§ TASK DIRECTIONS
The following data has a line with "Query: blue tub rim" and a line with "blue shorts, a". Write out exactly those lines and all the lines between them.

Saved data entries
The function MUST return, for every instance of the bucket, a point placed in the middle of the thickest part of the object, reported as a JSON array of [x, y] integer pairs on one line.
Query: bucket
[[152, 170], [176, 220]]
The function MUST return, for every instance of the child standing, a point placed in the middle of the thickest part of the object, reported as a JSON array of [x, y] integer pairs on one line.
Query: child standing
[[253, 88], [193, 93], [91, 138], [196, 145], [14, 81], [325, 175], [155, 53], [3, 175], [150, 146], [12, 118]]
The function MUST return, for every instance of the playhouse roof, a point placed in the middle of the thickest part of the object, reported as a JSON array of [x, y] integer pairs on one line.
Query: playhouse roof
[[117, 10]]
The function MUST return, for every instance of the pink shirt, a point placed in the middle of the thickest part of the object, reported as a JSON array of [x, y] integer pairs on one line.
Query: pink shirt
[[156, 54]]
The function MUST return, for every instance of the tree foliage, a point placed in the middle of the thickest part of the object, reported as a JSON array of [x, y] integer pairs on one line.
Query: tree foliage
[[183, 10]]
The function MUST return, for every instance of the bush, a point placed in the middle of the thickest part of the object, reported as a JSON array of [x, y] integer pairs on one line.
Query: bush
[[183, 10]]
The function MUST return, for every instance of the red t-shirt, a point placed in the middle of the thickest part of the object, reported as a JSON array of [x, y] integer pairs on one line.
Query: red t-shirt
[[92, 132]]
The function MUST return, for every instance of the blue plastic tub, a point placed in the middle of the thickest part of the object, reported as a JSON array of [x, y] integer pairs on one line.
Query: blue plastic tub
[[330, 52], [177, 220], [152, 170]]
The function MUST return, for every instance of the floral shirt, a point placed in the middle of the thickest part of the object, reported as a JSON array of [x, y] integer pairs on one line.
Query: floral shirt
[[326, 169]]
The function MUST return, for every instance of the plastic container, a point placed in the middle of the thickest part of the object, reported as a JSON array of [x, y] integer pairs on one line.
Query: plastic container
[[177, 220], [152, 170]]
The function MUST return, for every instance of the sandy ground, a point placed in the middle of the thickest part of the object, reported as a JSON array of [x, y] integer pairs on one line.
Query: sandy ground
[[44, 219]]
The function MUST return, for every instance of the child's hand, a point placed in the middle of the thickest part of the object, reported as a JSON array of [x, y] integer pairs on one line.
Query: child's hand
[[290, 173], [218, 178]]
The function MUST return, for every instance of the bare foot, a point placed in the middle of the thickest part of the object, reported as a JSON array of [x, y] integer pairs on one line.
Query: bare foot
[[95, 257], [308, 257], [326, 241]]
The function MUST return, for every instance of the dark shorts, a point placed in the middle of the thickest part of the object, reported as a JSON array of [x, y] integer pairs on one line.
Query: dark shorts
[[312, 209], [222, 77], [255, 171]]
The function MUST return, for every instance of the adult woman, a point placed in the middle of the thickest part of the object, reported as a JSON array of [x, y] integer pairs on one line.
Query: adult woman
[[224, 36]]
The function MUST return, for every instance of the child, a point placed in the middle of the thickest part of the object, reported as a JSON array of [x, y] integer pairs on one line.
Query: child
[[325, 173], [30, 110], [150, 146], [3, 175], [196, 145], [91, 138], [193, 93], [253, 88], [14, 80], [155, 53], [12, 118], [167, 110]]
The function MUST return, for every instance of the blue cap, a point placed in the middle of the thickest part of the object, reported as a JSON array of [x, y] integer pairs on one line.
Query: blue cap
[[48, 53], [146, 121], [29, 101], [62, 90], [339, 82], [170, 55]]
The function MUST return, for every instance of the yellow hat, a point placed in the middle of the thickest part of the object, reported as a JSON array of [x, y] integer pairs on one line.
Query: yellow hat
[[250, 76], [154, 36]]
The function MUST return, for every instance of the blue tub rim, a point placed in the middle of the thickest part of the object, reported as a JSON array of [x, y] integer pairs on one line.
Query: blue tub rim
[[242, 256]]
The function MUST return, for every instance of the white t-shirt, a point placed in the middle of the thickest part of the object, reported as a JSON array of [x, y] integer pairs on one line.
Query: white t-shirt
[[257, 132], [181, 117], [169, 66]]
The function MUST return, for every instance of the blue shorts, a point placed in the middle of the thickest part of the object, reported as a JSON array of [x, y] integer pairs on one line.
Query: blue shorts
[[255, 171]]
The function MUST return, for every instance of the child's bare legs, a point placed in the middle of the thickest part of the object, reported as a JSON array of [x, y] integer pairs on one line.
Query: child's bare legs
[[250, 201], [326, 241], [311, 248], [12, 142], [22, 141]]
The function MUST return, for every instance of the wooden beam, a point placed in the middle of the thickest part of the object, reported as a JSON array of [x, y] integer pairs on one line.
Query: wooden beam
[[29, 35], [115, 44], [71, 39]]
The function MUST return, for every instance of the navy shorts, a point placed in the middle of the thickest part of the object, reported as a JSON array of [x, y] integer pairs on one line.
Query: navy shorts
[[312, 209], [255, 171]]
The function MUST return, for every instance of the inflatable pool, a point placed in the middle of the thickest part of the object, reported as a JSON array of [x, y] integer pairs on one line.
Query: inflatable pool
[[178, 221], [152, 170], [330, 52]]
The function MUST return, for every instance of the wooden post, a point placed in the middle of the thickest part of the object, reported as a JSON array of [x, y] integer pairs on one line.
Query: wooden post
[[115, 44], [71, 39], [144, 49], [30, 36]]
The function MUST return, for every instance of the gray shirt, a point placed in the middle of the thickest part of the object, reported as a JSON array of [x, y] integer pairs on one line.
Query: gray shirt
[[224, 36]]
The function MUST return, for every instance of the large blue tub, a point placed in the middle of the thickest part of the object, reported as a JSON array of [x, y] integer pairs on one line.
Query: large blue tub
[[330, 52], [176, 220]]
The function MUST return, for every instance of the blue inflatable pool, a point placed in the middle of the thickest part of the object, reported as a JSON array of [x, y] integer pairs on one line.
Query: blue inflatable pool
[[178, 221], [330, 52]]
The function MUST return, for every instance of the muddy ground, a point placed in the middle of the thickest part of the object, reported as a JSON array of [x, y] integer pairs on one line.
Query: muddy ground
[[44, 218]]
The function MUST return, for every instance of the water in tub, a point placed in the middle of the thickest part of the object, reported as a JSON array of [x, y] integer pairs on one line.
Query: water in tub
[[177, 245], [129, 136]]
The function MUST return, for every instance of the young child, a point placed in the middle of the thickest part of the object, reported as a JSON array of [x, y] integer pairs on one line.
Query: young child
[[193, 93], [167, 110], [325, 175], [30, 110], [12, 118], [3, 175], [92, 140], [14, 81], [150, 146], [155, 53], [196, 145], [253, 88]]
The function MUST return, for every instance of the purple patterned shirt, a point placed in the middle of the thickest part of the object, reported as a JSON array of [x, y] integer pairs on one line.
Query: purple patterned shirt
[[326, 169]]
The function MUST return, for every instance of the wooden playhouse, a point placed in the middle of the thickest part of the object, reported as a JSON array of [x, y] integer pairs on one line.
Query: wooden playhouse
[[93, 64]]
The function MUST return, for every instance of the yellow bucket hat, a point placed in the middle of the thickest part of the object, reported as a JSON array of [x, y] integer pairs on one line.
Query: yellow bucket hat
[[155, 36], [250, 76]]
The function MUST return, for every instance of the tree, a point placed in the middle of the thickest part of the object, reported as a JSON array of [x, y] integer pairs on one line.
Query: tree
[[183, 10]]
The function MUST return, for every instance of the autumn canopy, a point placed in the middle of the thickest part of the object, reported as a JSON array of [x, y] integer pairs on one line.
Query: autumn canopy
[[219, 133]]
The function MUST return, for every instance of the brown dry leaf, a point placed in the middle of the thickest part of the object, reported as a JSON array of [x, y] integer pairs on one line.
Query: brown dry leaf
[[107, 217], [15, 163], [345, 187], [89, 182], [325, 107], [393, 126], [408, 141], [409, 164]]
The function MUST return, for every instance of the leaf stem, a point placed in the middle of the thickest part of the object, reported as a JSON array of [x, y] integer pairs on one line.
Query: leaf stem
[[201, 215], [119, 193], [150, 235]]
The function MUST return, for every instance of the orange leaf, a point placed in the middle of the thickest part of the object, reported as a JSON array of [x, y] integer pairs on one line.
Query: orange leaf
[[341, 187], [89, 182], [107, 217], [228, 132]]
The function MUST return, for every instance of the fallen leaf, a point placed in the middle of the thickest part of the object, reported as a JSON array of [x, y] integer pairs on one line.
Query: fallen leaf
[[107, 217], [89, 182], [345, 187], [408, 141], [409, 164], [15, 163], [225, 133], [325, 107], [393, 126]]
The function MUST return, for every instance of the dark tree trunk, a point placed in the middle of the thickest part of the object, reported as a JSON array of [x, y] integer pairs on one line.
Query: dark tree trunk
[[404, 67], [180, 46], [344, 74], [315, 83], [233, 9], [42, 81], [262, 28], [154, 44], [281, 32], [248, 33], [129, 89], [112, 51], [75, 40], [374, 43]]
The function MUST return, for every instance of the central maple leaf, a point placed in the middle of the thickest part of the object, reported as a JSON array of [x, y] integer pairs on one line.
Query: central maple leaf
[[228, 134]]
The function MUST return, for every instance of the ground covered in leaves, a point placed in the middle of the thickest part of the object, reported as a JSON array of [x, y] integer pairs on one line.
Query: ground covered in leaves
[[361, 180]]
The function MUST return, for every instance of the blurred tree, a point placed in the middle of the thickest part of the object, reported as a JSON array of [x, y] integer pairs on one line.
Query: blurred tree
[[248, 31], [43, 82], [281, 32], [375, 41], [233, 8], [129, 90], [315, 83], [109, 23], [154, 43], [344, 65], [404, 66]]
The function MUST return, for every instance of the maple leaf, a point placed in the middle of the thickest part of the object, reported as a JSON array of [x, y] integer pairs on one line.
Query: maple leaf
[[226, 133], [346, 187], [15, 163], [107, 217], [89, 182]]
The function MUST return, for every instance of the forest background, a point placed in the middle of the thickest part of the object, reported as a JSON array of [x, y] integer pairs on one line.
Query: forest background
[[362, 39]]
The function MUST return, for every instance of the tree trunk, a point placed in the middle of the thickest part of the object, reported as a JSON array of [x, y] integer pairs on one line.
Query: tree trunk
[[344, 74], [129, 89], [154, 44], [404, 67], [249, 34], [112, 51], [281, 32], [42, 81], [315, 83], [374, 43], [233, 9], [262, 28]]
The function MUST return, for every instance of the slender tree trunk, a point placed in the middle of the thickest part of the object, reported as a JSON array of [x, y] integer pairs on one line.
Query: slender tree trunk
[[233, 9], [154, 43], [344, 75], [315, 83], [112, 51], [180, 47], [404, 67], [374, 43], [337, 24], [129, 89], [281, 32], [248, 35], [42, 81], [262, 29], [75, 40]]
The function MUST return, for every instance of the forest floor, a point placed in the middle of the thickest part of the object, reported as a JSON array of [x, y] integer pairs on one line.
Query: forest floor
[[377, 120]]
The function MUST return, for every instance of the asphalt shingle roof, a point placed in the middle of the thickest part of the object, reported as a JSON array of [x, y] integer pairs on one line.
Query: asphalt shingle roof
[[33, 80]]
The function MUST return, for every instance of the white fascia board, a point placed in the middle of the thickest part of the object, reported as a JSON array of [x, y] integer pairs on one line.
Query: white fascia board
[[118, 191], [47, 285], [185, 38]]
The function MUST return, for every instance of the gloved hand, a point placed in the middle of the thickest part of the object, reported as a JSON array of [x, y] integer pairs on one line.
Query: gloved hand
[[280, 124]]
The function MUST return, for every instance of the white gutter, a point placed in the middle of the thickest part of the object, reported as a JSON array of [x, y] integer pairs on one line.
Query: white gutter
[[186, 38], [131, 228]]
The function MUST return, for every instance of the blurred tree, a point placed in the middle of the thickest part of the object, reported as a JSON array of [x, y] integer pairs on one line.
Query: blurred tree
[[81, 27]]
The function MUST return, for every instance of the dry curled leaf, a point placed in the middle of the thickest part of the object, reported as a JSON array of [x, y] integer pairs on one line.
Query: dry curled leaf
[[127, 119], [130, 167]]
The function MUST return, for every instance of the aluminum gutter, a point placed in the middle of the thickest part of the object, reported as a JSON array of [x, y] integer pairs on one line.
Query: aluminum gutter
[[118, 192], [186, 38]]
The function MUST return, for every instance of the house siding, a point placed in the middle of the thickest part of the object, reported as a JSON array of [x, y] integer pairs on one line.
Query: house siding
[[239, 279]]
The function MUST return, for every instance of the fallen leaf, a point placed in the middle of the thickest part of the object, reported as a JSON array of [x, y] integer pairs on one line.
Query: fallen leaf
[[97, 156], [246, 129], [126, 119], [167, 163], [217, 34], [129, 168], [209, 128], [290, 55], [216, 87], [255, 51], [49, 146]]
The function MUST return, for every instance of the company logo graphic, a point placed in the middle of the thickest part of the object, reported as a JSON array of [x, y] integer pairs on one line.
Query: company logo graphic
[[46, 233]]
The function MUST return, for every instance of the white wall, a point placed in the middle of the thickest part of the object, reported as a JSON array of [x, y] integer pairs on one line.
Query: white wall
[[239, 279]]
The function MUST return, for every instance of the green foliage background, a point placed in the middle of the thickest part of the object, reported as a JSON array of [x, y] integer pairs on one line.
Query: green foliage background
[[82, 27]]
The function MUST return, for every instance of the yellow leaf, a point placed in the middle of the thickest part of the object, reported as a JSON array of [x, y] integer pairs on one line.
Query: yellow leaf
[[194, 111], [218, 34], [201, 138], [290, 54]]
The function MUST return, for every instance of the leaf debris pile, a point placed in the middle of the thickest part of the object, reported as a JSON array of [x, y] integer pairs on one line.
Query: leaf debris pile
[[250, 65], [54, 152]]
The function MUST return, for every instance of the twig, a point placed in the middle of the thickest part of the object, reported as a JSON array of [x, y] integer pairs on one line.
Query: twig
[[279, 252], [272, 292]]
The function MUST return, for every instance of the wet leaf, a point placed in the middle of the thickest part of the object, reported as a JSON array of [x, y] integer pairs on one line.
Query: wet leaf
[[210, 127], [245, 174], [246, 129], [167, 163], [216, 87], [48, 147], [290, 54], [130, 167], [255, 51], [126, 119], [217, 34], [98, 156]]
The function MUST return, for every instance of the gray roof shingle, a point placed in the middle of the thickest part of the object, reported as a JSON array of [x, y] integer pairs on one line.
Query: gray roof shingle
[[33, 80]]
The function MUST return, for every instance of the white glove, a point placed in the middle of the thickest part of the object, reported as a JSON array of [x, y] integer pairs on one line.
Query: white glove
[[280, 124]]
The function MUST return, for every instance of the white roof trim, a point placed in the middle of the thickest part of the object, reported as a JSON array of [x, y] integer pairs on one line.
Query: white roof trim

§ RESPONSE TO THE TASK
Query: blue tub rim
[[242, 256]]
The function MUST return, for every instance of the white t-shirt, a point placed in the middle of the thickest part of the object, reported as a JSON array of [x, y] integer pairs on one line.
Query: white t-shirt
[[257, 132], [181, 117], [169, 66]]
The function MUST return, for every instance of the blue shorts, a point placed in the middle of the thickest part of the object, reported as a JSON array of [x, y] integer pairs on one line.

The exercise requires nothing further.